**Task item:** Leave out the pictures and retype, exactly, the lines below from the line with "find dry brown" up to and including the line with "find satellite dish", nothing more.

Stored records:
•••••
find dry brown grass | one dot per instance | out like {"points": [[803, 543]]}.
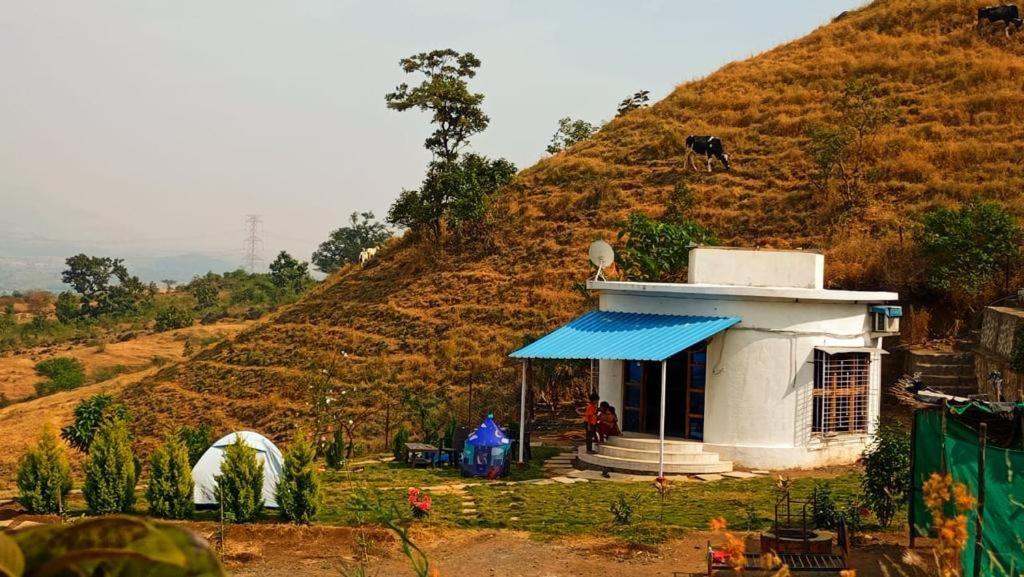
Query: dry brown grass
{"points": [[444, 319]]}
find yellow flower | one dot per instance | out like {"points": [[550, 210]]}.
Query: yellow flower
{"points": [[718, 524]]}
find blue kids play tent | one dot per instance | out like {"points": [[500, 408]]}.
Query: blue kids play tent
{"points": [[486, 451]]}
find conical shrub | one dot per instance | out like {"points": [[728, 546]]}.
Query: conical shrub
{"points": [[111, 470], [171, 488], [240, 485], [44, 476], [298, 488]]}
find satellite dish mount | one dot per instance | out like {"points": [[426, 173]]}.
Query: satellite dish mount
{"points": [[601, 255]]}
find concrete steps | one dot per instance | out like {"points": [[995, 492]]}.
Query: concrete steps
•••••
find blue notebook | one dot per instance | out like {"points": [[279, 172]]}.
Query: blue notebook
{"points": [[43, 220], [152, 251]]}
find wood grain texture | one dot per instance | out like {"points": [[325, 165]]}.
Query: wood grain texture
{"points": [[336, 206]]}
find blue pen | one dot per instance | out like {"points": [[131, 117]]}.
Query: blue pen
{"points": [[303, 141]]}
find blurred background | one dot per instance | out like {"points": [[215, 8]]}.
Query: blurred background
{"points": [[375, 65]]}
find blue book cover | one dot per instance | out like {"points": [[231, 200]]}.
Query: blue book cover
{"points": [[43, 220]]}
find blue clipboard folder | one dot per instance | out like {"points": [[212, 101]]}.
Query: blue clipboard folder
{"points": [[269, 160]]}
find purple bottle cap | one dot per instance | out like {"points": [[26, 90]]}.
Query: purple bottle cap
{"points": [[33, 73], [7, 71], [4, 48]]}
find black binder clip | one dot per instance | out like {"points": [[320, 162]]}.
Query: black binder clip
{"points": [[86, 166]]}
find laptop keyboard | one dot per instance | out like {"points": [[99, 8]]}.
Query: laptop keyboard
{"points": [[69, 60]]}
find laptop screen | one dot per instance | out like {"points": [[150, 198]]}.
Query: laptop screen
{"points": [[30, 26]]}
•••••
**Written answer:**
find dry brown grass | one dot per instance | out like {"points": [[803, 543]]}.
Query: dry brown grass
{"points": [[444, 319]]}
find yellow flower | one dot per instance | out like {"points": [[550, 210]]}.
Query: yellow flower
{"points": [[718, 524]]}
find blue kids play tent | one dot per instance | out like {"points": [[500, 408]]}.
Query: blue kids play tent
{"points": [[486, 451]]}
find conical shrub | one dot per instance | out like {"points": [[728, 546]]}.
Query: conical shrub
{"points": [[111, 470], [171, 488], [240, 485], [44, 476], [298, 488]]}
find satellite dish mount | one dot per instance | out like {"points": [[426, 173]]}.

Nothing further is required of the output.